WHAT THE EXERCISE ASKS ▸
Leave the images out and write out each entry exactly as shown.

THE INPUT: Begin

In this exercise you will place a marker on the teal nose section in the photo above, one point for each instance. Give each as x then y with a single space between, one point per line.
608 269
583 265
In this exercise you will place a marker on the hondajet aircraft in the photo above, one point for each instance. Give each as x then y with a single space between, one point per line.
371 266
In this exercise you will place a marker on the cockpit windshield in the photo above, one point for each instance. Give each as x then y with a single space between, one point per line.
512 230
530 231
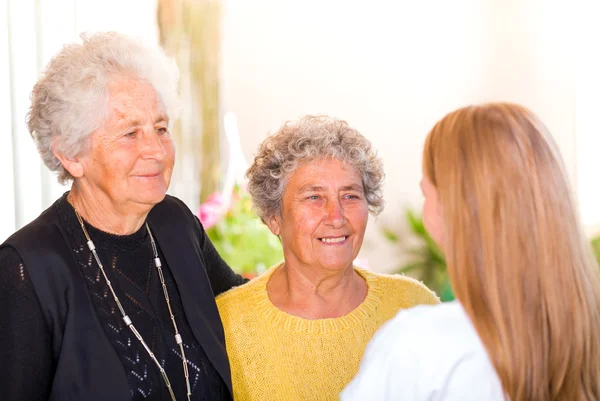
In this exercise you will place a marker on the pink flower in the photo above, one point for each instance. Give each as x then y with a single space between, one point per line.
211 211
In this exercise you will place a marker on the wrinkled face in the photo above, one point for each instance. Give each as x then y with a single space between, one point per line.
131 156
432 213
324 215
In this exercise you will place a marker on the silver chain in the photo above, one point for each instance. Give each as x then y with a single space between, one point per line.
128 321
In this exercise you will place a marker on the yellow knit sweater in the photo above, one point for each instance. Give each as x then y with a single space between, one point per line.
275 356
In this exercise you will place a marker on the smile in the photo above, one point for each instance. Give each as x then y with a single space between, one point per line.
333 240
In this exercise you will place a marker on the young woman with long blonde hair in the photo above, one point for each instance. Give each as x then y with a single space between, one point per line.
526 326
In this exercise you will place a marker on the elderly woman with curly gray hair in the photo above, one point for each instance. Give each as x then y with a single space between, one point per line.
298 332
110 293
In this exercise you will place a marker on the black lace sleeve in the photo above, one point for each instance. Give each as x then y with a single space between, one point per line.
221 277
26 367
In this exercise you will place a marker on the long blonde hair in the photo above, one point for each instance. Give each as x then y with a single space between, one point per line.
517 257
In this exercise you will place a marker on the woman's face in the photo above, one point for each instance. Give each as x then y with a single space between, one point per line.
324 215
432 213
131 156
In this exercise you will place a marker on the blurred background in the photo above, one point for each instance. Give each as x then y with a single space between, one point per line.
390 68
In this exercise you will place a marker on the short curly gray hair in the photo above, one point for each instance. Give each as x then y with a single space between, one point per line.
70 101
311 138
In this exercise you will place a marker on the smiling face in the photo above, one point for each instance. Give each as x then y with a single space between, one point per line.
324 215
131 156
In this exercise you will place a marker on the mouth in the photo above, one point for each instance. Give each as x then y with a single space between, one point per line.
151 175
333 240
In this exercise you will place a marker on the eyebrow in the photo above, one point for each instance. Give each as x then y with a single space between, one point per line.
317 188
126 123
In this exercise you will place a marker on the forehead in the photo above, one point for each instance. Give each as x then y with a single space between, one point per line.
324 174
132 98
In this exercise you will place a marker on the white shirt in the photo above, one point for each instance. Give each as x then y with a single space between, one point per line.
427 353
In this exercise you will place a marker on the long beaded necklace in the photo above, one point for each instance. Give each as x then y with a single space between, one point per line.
128 321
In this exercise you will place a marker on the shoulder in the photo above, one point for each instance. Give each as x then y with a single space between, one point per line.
400 289
171 204
242 294
437 334
422 352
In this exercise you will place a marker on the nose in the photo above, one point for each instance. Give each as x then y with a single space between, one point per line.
335 214
152 146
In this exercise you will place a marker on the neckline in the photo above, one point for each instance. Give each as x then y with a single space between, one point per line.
101 239
327 325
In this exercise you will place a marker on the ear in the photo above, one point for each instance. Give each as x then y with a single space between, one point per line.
72 165
274 224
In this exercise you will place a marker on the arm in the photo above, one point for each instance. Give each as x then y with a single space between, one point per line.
25 342
221 277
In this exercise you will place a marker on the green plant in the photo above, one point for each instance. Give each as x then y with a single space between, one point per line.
240 237
427 260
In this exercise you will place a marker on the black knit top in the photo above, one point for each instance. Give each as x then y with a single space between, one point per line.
27 366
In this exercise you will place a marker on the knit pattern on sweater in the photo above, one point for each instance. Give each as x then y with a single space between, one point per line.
275 356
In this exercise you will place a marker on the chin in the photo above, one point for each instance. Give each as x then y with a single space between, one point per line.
151 197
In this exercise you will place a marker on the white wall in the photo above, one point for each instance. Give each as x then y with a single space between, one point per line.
392 69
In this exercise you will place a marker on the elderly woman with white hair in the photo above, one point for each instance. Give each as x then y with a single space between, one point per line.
298 332
109 293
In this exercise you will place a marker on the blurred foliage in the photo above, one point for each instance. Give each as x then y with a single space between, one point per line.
596 248
190 31
243 240
427 262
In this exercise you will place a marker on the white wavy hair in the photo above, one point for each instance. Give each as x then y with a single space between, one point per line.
313 137
70 100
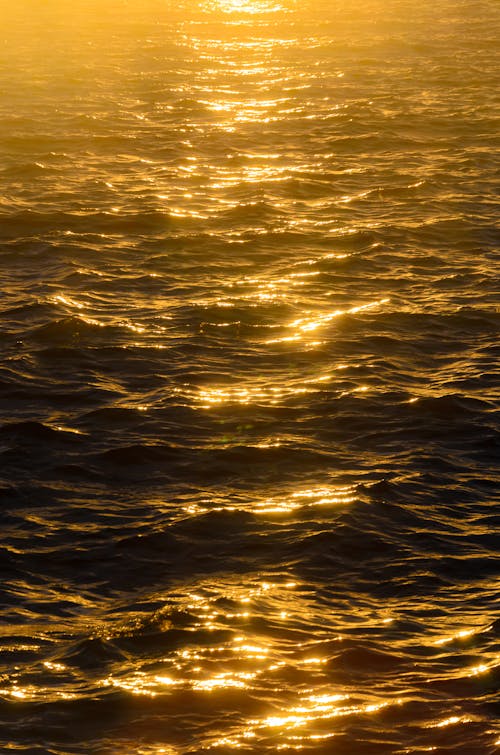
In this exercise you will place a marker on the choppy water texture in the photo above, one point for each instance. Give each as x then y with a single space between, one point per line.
249 377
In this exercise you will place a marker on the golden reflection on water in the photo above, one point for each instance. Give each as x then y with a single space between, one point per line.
248 7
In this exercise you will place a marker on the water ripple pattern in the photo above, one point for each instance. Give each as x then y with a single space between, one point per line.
249 377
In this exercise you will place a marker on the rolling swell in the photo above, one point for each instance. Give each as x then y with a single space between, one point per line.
249 378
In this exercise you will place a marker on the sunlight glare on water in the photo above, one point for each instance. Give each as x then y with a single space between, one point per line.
249 377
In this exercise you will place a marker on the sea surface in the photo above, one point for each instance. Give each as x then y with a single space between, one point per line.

THE INPUT: End

OUTPUT FOR THIS EXERCISE ▸
In this exercise you will place a marker on the teal nose section in the photo above, one point for each instance. Give each as x then y with a single space between, one point per line.
608 269
583 265
In this exercise you will place a marker on the hondajet aircraft in the photo above, one point for each instance. Give each as x then y with a single space between, one point per line.
371 266
In this exercise you will place a marker on the cockpit windshield in the photo above, one point for each instance. Give each as x then y with a single space between, one point per line.
512 230
530 231
In this exercise you will place a marker on the pink flower in the photo above, one point for each instance. Give each as x then y with a single space between, one point per line.
211 211
In this exercise you will place a marker on the wrinkled face in the photo above, one point for each instance. Give each as x then y with a single space between, one point per line.
131 156
432 213
324 215
In this exercise you will place a marker on the silver chain in the photo above, one point for each instance. Give each as x then y with a single space between, one point per line.
128 321
In this exercise you will place a marker on the yellow knit sweater in the photo above, one point for each instance. Give each as x then y with a single space between, one point per line.
275 356
In this exercise you will place a marker on the smile in the photo above, one point for each instance. Give each as x then y with a single space between, one point per line.
333 240
In this exercise you will place a marker on the young woman with long blonde hair in the photo above, one point for each instance. Give each as x then y with a single space between, one point per line.
526 326
In this exercise you will place a marker on the elderly woman with curly gray hair in the photo above, one point for each instance. Give each as x then y with a single space between, one point per line.
298 332
110 293
In this exercise you will place a marker on the black lace sleeve in the photo above, one point for each instance. Give each as x then y with a single space between, one point per line.
221 277
26 367
In this exercise you will place a marker on the long blonde hair in the photo above, one point for each instance. Give each as x then y with a single space between, one point per line.
517 257
In this exercise you will place a marker on the woman's face in the photo above, one point for each instance. Give each as x then y with a single space between, one point per line.
324 215
432 213
131 156
In this exercise you will place a marker on the blurred background in the photo above, one point for each instance. Give each as x then y with a single space between, one point per line.
390 68
In this exercise you will place a marker on the short curly gray hair in the photo above, one point for each instance. Give each as x then y with a single space between, one point per line.
70 101
311 138
In this exercise you will place a marker on the smiling face in the photo above, one point for each instance. Give each as x then y with a single space between, one point per line.
324 215
131 156
In this exercise you will place a marker on the mouth in the photo above, one point for each instance. Give each as x then y with a single space between, one point per line.
151 175
333 240
In this exercise you will place a marker on the eyebrow in the photo above, one point for each instance. Give each as x then y with a single space between, one point per line.
317 188
126 123
In this exercise you will place a marker on the forehead in the photo above, one point for each instance. Give each as x then y with a single space between, one point per line.
324 174
132 98
In this exercise you will place a marker on the white shirt in the photo above, one point for each instance. Give each as x then y with a single space between, one point per line.
427 353
In this exercise you will place a marker on the long beaded necklace in the photo above, one point for each instance. Give each as x then y with a single space between, one point per line.
128 321
In this exercise you will place a marker on the shoulder in the photo above, one point for each instance. Give each as x then y with a single space between, one point per line.
400 289
171 204
242 294
437 334
422 352
In this exercise you will place a marker on the nose in the photo above, one point for each instance. Give each as x then y with a single space between, one point per line.
335 214
152 146
In this exercise you will place a marker on the neckline in the photo above, one point for each instance. Give each as x then y with a single space between, one point per line.
101 239
327 325
In this exercise you will place a marker on the ear in the photo above, one point for each instance. Give each as x then y with a single space between, one point per line.
72 165
274 224
In this exercise you will place a marker on the arm in the photo above, one point for each instance. Give each as x then y with a single space between, one point per line.
25 342
221 277
In this exercise you will place a marker on the green plant in the photo above, one point for each instance. Give each as x then y with a single space between, one point per line.
240 237
427 260
In this exercise you will place a marker on the black knit top in the photo above, one point for each instance. Give each as x then y with a single space between, one point per line.
27 366
In this exercise you will place a marker on the knit pattern on sweater in the photo above, one point for each instance. Give each as x then y with a single space between, one point per line.
275 356
In this exercise you will place a marker on the chin in the photo above, one point for each instance. Give each as x then y with a single space between, one point per line.
151 197
In this exercise you will place a marker on the white wall in the photo above, one point for each instance. Give each as x then y with a single space between, one point per line.
392 69
In this exercise you will place a marker on the elderly woman with white hair in the photo above, one point for each instance. Give each as x then y with a single space between, one point per line.
298 332
109 293
In this exercise you will place a marker on the blurred foliage in the photo above, one point for each instance. Give each as x then y with a single space between, one point per line.
596 248
190 31
243 240
427 262
In this exercise you will place a marker on the white wavy hair in the photo above, one point for each instance. Give each as x then y with a single space between, one point per line.
313 137
70 100
In this exercise you will place a marker on the choppy water texture in the photo above, one point for each instance. Give each as x then y with a single space between, one point per line.
249 377
In this exercise you will place a marker on the golden reflection on water in the photo above, one point for each instance. Give each as x then y with a single space between, one point per line.
248 7
In this exercise you will place a marker on the water ripple pattern in the photo above, one point for each instance. Give each as x then y with a single space between, one point per line.
249 377
In this exercise you will place a marker on the rolling swell in the photo above, one point for each instance. Give each as x then y with a single space between, one point per line.
249 378
In this exercise you will place a marker on the sunlight glare on water in the photo above, one point for each instance. Give each as x then y with a single space between, one point per line.
249 377
In this exercise you will place a marker on the sea surface in the photo above, one point for each instance. Give each as x then y with a single space between, one point per line.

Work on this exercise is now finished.